WRITTEN TASK => State only how many lines in the items below contain the word "palm".

STORED DATA =>
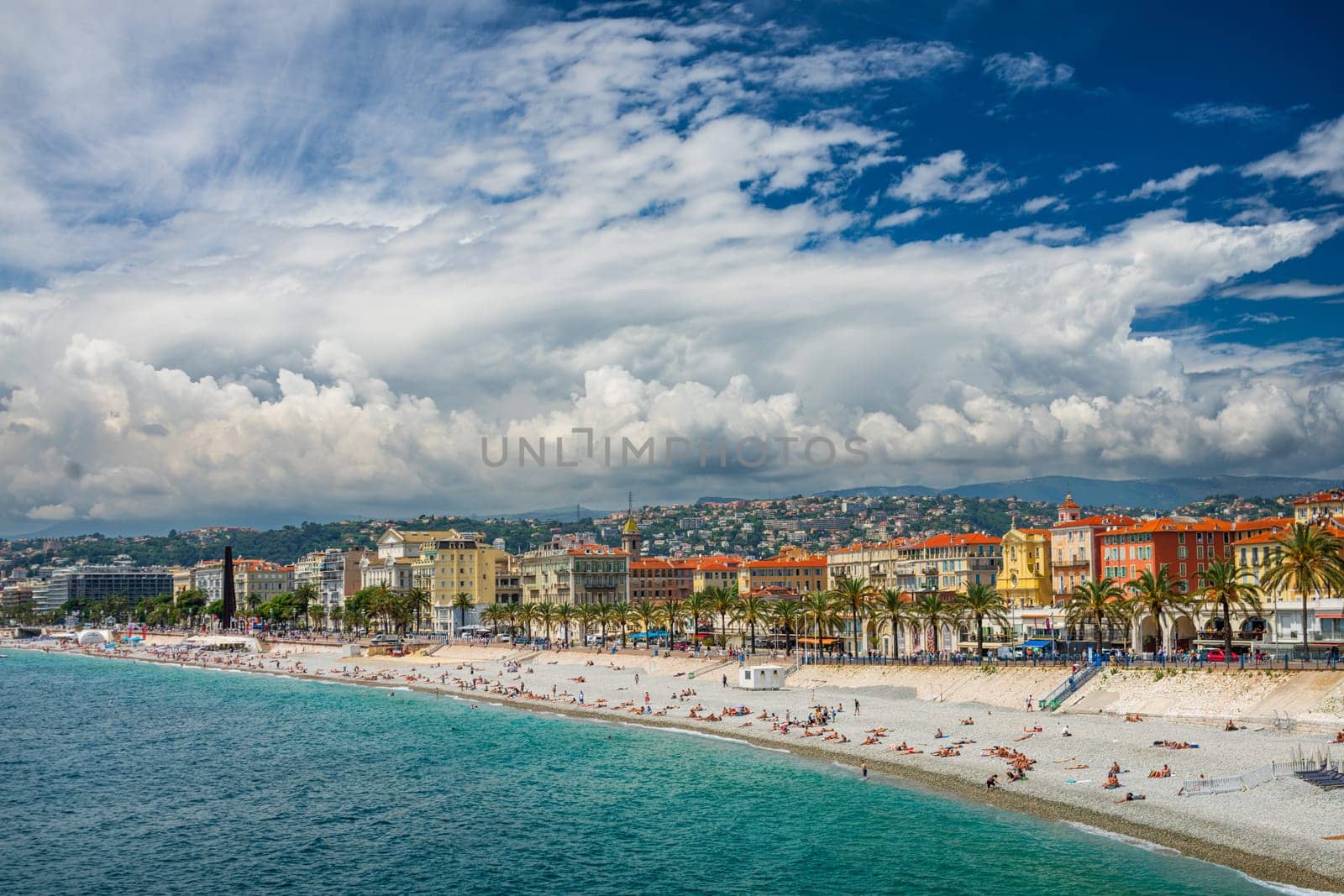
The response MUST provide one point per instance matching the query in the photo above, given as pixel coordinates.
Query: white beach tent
(761, 678)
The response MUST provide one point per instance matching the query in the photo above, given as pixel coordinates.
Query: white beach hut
(761, 678)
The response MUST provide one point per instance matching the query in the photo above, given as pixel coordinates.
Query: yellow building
(792, 569)
(1025, 578)
(457, 563)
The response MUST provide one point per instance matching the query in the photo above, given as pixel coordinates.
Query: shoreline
(1265, 869)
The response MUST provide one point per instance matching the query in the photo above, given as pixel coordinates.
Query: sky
(302, 261)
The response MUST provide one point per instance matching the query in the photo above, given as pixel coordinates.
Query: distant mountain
(884, 492)
(1153, 495)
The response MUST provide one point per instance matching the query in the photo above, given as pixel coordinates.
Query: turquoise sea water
(138, 778)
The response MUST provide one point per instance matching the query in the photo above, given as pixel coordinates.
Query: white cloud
(1042, 203)
(564, 224)
(1027, 73)
(900, 217)
(1214, 113)
(1290, 289)
(1106, 167)
(949, 177)
(1319, 157)
(1180, 181)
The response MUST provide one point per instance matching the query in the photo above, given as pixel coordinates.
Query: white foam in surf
(1126, 839)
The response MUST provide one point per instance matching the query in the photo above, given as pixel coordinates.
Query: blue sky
(264, 261)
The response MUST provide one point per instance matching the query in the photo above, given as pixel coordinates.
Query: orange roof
(776, 563)
(1334, 495)
(1164, 524)
(949, 540)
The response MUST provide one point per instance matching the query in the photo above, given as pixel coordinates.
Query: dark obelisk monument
(226, 618)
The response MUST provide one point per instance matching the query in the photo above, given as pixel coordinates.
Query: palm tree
(494, 616)
(723, 604)
(416, 602)
(526, 617)
(784, 617)
(1156, 593)
(1223, 586)
(983, 602)
(1097, 602)
(898, 611)
(671, 610)
(647, 613)
(696, 609)
(855, 594)
(820, 611)
(546, 616)
(564, 614)
(933, 611)
(304, 597)
(463, 604)
(622, 614)
(753, 609)
(1305, 559)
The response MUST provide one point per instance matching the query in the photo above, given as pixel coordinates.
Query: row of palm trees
(1307, 559)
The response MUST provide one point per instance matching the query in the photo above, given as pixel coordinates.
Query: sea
(139, 778)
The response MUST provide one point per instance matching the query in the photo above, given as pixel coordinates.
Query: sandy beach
(1273, 832)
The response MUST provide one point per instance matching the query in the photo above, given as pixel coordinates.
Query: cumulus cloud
(1289, 289)
(948, 176)
(1319, 157)
(1179, 183)
(326, 298)
(1215, 113)
(1027, 73)
(1042, 203)
(1106, 167)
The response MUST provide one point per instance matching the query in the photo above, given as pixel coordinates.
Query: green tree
(723, 604)
(897, 610)
(853, 594)
(1225, 589)
(463, 605)
(753, 609)
(980, 602)
(1156, 593)
(784, 616)
(1307, 559)
(1099, 604)
(933, 611)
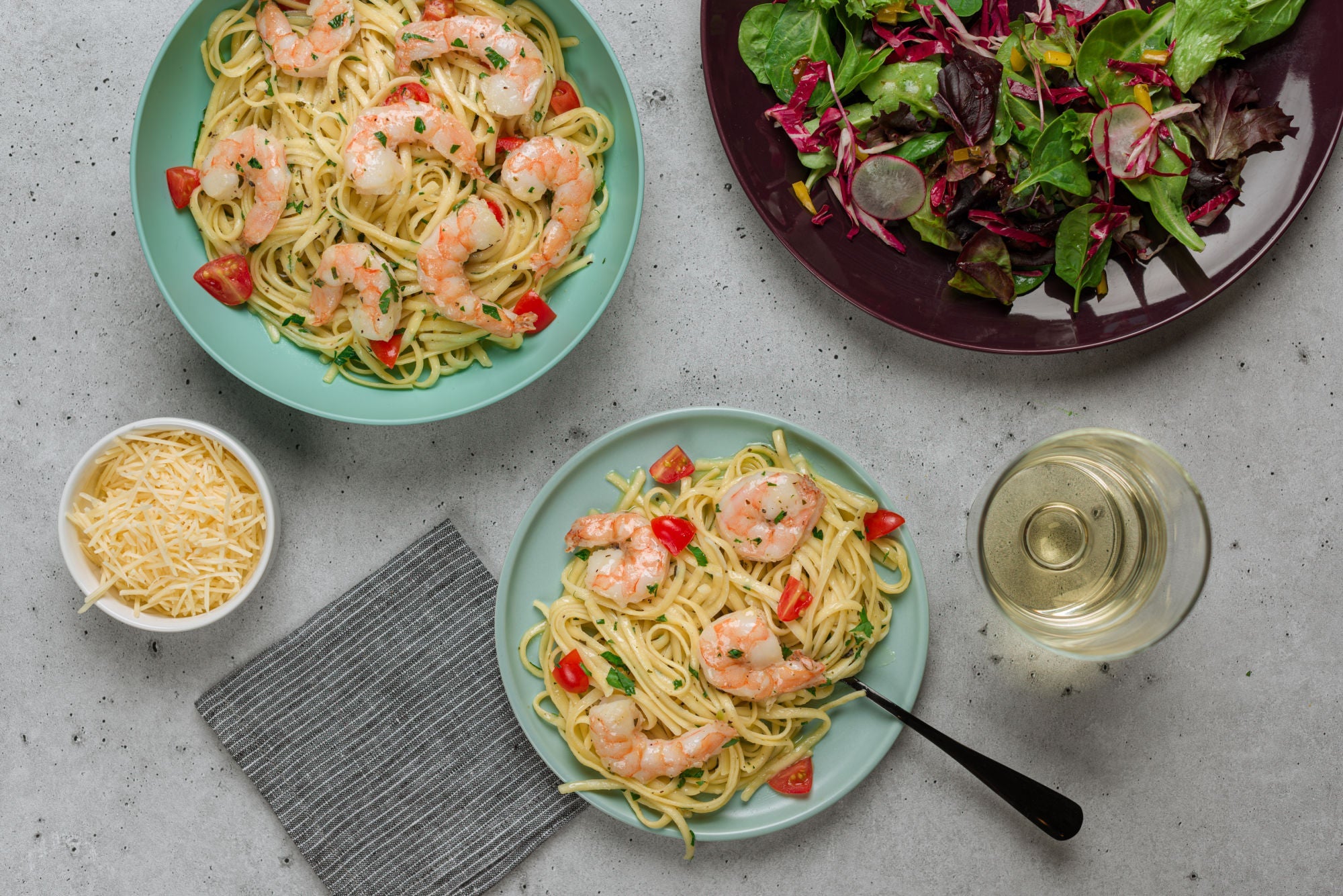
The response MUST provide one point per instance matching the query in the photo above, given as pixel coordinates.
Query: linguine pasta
(657, 639)
(314, 117)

RIGHT ANSWER => 2